- **Task objective**: Copy all of the records below, reproducing each line character for character.

- **Data shown**:
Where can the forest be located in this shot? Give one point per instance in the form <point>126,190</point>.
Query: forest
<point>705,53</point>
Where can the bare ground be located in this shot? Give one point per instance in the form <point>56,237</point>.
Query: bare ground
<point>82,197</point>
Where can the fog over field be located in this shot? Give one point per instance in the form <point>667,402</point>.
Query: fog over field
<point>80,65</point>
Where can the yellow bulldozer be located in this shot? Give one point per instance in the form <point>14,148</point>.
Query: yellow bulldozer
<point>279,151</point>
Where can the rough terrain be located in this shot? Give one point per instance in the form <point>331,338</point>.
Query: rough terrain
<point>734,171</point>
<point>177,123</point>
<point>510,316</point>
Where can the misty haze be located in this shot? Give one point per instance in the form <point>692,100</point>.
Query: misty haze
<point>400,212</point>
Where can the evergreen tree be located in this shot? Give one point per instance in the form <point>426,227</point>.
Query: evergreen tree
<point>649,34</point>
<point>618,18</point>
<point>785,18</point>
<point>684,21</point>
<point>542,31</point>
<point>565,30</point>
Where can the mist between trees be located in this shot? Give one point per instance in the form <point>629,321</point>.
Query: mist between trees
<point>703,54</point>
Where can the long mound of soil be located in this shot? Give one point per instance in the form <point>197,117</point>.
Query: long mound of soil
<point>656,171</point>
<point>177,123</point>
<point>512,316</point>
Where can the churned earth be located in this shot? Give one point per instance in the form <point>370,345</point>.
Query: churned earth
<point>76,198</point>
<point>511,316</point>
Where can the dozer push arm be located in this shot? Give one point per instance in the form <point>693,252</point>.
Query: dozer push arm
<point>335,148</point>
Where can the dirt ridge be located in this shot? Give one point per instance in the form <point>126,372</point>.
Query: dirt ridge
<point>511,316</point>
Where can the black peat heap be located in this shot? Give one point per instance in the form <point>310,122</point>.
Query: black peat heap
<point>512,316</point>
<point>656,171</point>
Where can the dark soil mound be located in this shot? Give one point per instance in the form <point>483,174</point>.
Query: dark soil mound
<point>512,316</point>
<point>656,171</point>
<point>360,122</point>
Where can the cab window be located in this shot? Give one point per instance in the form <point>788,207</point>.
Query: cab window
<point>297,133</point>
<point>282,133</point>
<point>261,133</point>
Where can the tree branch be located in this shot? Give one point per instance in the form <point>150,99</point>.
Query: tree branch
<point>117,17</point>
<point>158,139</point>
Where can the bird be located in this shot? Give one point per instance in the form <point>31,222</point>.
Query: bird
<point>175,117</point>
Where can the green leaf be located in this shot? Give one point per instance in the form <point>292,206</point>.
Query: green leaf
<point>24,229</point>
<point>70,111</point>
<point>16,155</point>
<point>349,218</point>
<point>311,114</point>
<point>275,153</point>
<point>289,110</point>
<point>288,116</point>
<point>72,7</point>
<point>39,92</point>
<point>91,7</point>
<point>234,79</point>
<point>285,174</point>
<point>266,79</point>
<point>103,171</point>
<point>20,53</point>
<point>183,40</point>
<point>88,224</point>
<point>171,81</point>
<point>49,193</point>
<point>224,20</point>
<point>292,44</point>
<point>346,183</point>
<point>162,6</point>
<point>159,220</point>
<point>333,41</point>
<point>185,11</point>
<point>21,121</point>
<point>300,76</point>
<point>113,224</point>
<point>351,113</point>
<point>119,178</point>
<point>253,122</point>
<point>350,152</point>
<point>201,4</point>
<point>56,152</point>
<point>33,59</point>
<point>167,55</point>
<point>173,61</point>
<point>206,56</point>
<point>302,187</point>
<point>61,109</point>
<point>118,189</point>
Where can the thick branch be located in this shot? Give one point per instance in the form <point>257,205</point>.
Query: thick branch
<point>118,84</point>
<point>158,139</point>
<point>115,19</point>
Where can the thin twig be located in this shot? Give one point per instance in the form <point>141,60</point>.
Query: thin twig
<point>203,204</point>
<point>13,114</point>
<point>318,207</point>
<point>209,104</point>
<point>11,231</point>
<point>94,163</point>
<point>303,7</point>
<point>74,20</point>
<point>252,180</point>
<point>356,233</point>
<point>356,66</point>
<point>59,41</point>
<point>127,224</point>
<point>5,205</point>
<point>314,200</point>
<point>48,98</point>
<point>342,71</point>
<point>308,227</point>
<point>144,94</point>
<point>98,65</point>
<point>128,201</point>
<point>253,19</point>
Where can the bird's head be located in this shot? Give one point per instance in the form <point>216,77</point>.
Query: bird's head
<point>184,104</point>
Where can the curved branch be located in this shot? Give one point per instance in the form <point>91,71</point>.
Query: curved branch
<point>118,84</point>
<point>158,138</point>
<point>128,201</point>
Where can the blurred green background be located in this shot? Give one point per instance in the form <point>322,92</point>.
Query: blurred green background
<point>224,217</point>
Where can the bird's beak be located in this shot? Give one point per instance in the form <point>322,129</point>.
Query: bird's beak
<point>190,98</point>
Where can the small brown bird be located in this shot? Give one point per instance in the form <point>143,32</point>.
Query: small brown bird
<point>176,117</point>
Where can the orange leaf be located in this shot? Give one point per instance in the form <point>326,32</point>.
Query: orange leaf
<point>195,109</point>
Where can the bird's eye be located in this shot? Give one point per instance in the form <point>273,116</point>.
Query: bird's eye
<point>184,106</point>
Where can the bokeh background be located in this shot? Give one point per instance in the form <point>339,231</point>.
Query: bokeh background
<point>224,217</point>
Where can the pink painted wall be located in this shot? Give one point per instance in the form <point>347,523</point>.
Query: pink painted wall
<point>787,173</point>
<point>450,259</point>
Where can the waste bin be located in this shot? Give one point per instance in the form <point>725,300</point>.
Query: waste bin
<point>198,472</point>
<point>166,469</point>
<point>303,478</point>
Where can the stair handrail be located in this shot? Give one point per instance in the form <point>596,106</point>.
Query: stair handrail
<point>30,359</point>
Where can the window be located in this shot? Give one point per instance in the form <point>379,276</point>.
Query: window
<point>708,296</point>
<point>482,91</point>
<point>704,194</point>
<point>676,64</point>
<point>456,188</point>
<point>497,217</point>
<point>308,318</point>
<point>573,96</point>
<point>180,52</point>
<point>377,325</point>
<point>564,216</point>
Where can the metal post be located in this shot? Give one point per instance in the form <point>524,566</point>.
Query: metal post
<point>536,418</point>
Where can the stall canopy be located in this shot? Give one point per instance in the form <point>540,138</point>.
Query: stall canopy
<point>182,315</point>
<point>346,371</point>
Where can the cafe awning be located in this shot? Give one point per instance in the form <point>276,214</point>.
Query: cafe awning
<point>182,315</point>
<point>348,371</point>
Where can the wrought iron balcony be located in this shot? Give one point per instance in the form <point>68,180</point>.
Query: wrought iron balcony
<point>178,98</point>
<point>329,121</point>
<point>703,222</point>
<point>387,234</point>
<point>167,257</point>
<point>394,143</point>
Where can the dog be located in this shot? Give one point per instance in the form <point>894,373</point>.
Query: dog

- **Final result**:
Where can the forest be located in this shot? Give one point per instance in the form <point>126,190</point>.
Query: forest
<point>705,53</point>
Where can the bare ground be located in this shot? Give one point per instance in the form <point>56,237</point>.
Query: bare ground
<point>82,197</point>
Where can the fog over field be located in this shot? Give one point per instance in the form <point>667,402</point>.
Query: fog over field
<point>80,65</point>
Where can the yellow bulldozer be located in this shot? Give one point per instance in the form <point>14,148</point>.
Query: yellow bulldozer
<point>279,151</point>
Where can the rough terrain be located in this shot? Give one point per instance in the form <point>331,338</point>.
Query: rough terrain
<point>734,171</point>
<point>177,123</point>
<point>510,316</point>
Where can the misty haze be located in this shot? Give one point per instance in the form <point>692,100</point>.
Query: misty haze
<point>400,212</point>
Where can the evergreen tree be located in this shot? Give one point per instance in the form <point>426,227</point>.
Query: evergreen tree
<point>649,34</point>
<point>618,18</point>
<point>785,18</point>
<point>684,21</point>
<point>542,31</point>
<point>565,30</point>
Where can the mist between trees be located in this shot? Give one point per instance in the form <point>629,321</point>.
Query: mist between trees
<point>703,54</point>
Where can the long mound of soil be located in this shot? Give one point per instance in the form <point>197,117</point>.
Query: long mound of soil
<point>656,171</point>
<point>177,123</point>
<point>512,316</point>
Where can the churned earth be located in this shot? Give one point per instance in the form <point>370,345</point>.
Query: churned earth
<point>76,198</point>
<point>511,316</point>
Where can the dozer push arm be located in this shot? Give one point per instance in the form <point>693,252</point>.
Query: dozer push arm
<point>335,148</point>
Where can the dirt ridge be located in this shot? Give one point per instance in the form <point>126,372</point>.
Query: dirt ridge
<point>511,316</point>
Where can the black peat heap be located in this shot? Give one point per instance in the form <point>310,122</point>.
Query: black peat heap
<point>512,316</point>
<point>656,171</point>
Where can the dark soil mound be located in this shot? Give one point per instance in the form <point>483,174</point>.
Query: dark soil mound
<point>512,316</point>
<point>656,171</point>
<point>360,122</point>
Where can the cab window be located in this shot? Give one point per instance in the form <point>788,207</point>.
Query: cab window
<point>297,133</point>
<point>282,133</point>
<point>261,133</point>
Where can the tree branch be located in this shot? Give one point per instance in the form <point>150,99</point>.
Query: tree branch
<point>117,17</point>
<point>158,139</point>
Where can the bird be located in this shot? Give one point per instance in the form <point>31,222</point>.
Query: bird
<point>175,117</point>
Where can the green leaf be located in this shot? Give one point per instance in the form <point>292,206</point>.
Query: green leaf
<point>24,229</point>
<point>70,111</point>
<point>16,155</point>
<point>349,218</point>
<point>311,114</point>
<point>275,153</point>
<point>289,110</point>
<point>288,116</point>
<point>72,7</point>
<point>39,92</point>
<point>91,7</point>
<point>234,79</point>
<point>285,174</point>
<point>266,79</point>
<point>103,171</point>
<point>20,53</point>
<point>183,40</point>
<point>88,224</point>
<point>171,81</point>
<point>49,193</point>
<point>224,20</point>
<point>292,44</point>
<point>346,183</point>
<point>162,6</point>
<point>159,220</point>
<point>333,41</point>
<point>185,11</point>
<point>21,121</point>
<point>300,76</point>
<point>113,224</point>
<point>351,113</point>
<point>119,178</point>
<point>253,122</point>
<point>350,152</point>
<point>201,4</point>
<point>56,152</point>
<point>33,59</point>
<point>167,55</point>
<point>173,61</point>
<point>206,56</point>
<point>302,187</point>
<point>61,109</point>
<point>118,189</point>
Where can the thick branch be located in this shot? Give one point per instance in the form <point>257,205</point>.
Query: thick branch
<point>118,84</point>
<point>158,139</point>
<point>115,19</point>
Where can the thin twig be located in this shot? Give one point per instance in the form <point>141,60</point>.
Query: thin twig
<point>203,204</point>
<point>13,114</point>
<point>318,207</point>
<point>209,104</point>
<point>11,231</point>
<point>94,163</point>
<point>303,7</point>
<point>74,20</point>
<point>252,180</point>
<point>356,233</point>
<point>356,66</point>
<point>59,41</point>
<point>127,224</point>
<point>5,205</point>
<point>314,200</point>
<point>48,98</point>
<point>342,71</point>
<point>308,227</point>
<point>144,94</point>
<point>98,65</point>
<point>128,201</point>
<point>253,19</point>
Where can the bird's head be located in this shot? Give one point per instance in the form <point>216,77</point>.
Query: bird's head
<point>184,104</point>
Where can the curved branch be located in this shot? Give one point per instance in the form <point>91,71</point>.
Query: curved branch
<point>118,84</point>
<point>158,138</point>
<point>128,201</point>
Where can the blurred green background be located in this shot? Give one point per instance in the form <point>322,92</point>.
Query: blurred green background
<point>224,217</point>
Where can the bird's beak be located in this shot? Give one point per instance in the form <point>322,129</point>.
Query: bird's beak
<point>190,98</point>
Where can the small brown bird be located in this shot? Give one point per instance in the form <point>143,32</point>.
Query: small brown bird
<point>176,117</point>
Where can the orange leaf be located in this shot? Give one point per instance in the form <point>326,32</point>.
Query: orange leaf
<point>195,109</point>
Where can the bird's eye be located in this shot? Give one point per instance in the form <point>273,116</point>.
Query: bird's eye
<point>184,106</point>
Where can the bokeh background be located in this shot? Give one point per instance in the form <point>339,231</point>.
Query: bokeh background
<point>224,217</point>
Where can the pink painted wall be located in this shot? Give one point per instance in the form <point>347,523</point>.
Query: pink painted wall
<point>787,173</point>
<point>450,259</point>
Where can the waste bin be located in this shot? Give one point per instance in the form <point>725,300</point>.
Query: waste bin
<point>198,472</point>
<point>166,469</point>
<point>303,478</point>
Where can the stair handrail be located in this shot? Give one point per instance in the form <point>596,106</point>.
Query: stair handrail
<point>30,359</point>
Where can the window be located in this shot? Give one point per instance in the form <point>379,276</point>.
Query: window
<point>708,296</point>
<point>482,91</point>
<point>704,194</point>
<point>676,64</point>
<point>456,188</point>
<point>497,217</point>
<point>308,318</point>
<point>573,96</point>
<point>180,52</point>
<point>377,325</point>
<point>564,216</point>
Where can the metal post be located in this shot? Give one point per instance in the form <point>524,566</point>.
Query: metal post
<point>536,418</point>
Where can the stall canopy be located in this shot? Give one point per instance in the form <point>540,138</point>.
Query: stall canopy
<point>182,315</point>
<point>346,371</point>
Where can the cafe awning be located in this shot? Give one point per instance in the form <point>276,214</point>.
Query: cafe awning
<point>182,315</point>
<point>348,371</point>
Where can the wrought iron balcony be located in this shot? Give one point per instance in the form <point>68,180</point>.
Query: wrought iron balcony
<point>178,98</point>
<point>329,121</point>
<point>703,222</point>
<point>387,234</point>
<point>167,257</point>
<point>394,143</point>
Where can the dog be located in this shot? Give one point per instance in the form <point>894,373</point>.
Query: dog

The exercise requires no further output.